- Extract to read -
--- START ---
An inspirational Pink Ribbon breakfast was held in Sydney last week in association with the National Breast Cancer Foundation to raise awareness of women’s breast cancer. The guest speaker was Virginia Lloyd who recently wrote
The Young Widow’s Book of Home Improvement, a memoir of renovating her home as a response to the death of her husband, John from cancer.
What makes Lloyd’s story so compelling is that she met John at 32, married him at 33 and was widowed by 34. This turn of events changed her life. She moved to New York in 2006, wrote her book, worked in the philanthropic sector and studied at New York University’s Centre for Philanthropy and Fundraising.
Kathryn Everett, Partner, Litigation opened the proceedings, letting the audience know that Lloyd had worked at Freehills. ‘Virginia helped us develop the community program, which has subsequently become part of the Freehills Foundation.’
Virginia Lloyd’s speech was inspiring. ‘If anyone had told me when I started working at Freehills in 1999 that I’d be standing here in 2008 as a guest speaker at the annual Pink Ribbon breakfast to talk about my experiences as a widow of a wonderful man who died in his forties after a long battle with cancer, and about the book I then wrote about my life with and without him, I would never have believed them,’ said Lloyd. ‘I certainly would not have wanted to believe them either.
‘I never thought I’d be a wife, let alone a widow, and let alone someone who’d moved to the other side of the world to write a book about some extremely personal experiences for total strangers to read,’ continued Lloyd. ‘But cancer changes our lives directly and indirectly in ways that we sometimes understand and then sometimes we only see in retrospect. Cancer waves its wand that diagnoses and says “I’m coming, whether you’re ready or not.” Life as you knew it no longer exists and for all the planning and control that we like to feel we exert on our own lives, cancer is one of those immovable objects that simply says “I’m here, adapt or give up”.'
Lloyd has adapted and today she works in the philanthropic sector. Her ambition is to increase the philanthropic pie’s funds across society. ‘This is a very long and slow ambition to achieve, but we can do it and we certainly have,’ said Lloyd. ‘Aside from recent market fluctuations, we do have the level of individual wealth in Australia to improve our giving culture. I feel very strongly that these days, whether it’s in cancer research or in any other field, we need to work collaboratively.’
Freehills also held Pink Ribbon events in association with the National Breast Cancer Foundation in its Melbourne, Brisbane and Perth offices. Guest speakers included Justice Linda Dessau in Melbourne, AnneMarie White, sports journalist and cancer survivor in Brisbane and Shelagh Magadza, Artistic Director of the Perth Arts Festival.
--- END ---
- Dataset excerpts -
--- START ---
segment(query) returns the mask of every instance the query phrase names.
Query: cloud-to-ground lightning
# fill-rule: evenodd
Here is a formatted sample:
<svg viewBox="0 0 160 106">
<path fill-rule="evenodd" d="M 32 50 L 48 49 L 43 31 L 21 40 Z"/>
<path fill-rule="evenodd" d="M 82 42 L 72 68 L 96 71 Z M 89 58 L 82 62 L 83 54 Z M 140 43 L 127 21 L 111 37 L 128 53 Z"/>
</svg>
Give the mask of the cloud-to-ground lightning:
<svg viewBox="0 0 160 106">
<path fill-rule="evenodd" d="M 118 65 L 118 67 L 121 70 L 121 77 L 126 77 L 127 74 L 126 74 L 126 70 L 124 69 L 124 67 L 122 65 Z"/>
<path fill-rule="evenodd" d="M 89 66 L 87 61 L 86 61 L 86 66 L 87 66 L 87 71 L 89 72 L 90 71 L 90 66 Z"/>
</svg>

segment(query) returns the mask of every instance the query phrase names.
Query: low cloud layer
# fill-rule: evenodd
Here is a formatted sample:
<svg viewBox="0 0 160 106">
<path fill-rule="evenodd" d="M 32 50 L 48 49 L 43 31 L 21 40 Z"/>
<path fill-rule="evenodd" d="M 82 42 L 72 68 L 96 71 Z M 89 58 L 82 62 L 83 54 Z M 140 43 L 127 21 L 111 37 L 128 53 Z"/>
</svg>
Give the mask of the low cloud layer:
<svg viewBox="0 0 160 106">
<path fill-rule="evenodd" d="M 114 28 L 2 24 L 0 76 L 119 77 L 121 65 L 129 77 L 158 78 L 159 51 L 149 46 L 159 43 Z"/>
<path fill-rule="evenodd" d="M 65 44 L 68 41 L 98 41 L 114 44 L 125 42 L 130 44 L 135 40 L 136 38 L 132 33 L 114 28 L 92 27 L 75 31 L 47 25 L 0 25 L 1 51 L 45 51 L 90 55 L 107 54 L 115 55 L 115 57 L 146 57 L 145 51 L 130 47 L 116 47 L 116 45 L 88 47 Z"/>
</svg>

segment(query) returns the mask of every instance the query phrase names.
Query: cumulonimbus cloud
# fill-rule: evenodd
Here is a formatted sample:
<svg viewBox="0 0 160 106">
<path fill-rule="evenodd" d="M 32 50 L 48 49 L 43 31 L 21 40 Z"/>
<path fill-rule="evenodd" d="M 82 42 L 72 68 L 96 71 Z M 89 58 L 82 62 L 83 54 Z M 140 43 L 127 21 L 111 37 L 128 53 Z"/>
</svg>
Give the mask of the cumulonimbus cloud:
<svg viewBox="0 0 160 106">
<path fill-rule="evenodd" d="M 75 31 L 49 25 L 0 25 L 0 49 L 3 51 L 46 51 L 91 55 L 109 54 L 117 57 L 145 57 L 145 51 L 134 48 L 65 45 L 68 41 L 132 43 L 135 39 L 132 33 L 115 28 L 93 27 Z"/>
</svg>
--- END ---
- Exercise -
Answer these questions using the article on the Pink Ribbon breakfast.
(a) In what year did Virginia Lloyd move to New York?
(b) Who opened the proceedings at the Sydney breakfast?
(c) Who was the guest speaker at the Brisbane event?

- Answer for the task -
(a) 2006
(b) Kathryn Everett, Partner, Litigation
(c) AnneMarie White, sports journalist and cancer survivor